TASK TO CARRY OUT: Recast the lines of the records, from the line containing "point like [210,83]." through the end of the records, as a JSON list of strings with one string per line, omitting blank lines and leaving the pictures out.

Point annotations for photos:
****

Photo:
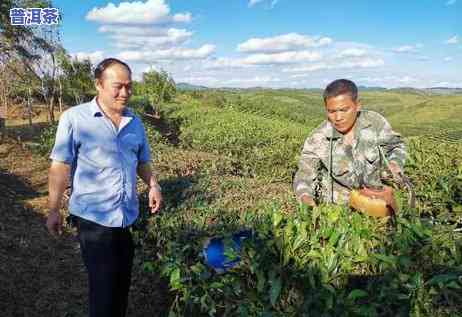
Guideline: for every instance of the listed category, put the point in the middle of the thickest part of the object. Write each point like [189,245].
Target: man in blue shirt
[101,147]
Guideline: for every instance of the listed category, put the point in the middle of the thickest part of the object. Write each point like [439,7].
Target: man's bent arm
[145,172]
[307,173]
[58,177]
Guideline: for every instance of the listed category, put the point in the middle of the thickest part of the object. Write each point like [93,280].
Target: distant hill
[186,86]
[371,88]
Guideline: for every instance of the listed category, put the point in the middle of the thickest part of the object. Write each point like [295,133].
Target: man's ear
[98,84]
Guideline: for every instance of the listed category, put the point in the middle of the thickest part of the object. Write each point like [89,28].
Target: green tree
[29,54]
[159,87]
[76,79]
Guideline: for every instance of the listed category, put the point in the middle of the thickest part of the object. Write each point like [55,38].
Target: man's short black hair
[340,87]
[104,64]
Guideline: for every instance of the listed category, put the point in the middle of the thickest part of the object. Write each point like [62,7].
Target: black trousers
[108,256]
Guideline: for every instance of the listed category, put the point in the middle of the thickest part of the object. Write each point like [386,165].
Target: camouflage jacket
[352,166]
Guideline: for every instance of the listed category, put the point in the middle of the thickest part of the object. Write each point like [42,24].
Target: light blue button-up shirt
[103,162]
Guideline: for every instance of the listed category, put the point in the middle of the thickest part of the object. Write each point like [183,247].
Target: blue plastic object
[215,254]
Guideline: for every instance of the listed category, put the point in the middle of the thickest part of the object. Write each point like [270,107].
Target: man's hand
[155,199]
[307,200]
[395,169]
[55,223]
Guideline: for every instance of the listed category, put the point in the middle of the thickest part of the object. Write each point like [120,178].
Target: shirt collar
[97,112]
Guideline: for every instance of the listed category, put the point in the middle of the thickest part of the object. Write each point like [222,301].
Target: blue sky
[274,43]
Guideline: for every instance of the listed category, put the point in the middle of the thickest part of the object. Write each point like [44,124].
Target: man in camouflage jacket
[355,147]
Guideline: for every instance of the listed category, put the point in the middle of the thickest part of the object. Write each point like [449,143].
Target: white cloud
[254,2]
[223,63]
[368,62]
[281,43]
[423,58]
[147,37]
[453,40]
[136,13]
[408,48]
[176,53]
[352,52]
[282,58]
[94,57]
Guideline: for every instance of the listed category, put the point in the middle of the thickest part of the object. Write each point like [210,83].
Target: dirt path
[40,275]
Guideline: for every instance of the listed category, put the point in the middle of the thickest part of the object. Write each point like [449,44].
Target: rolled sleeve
[308,169]
[144,153]
[64,148]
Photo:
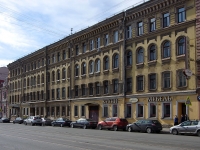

****

PROBLEM SOLUTION:
[
  "Guideline: for every instance of the listed category, put the point in the middle of the thickest part of the object. Write each point like [210,83].",
  "Target: dirt path",
  "[40,275]",
  "Guideline: for every instance of the listed category, put the point in the middle of the thickest part of the object. Write each point like [449,44].",
  "Target: rolled sleeve",
  "[308,169]",
  "[144,153]",
  "[64,148]",
  "Photo:"
]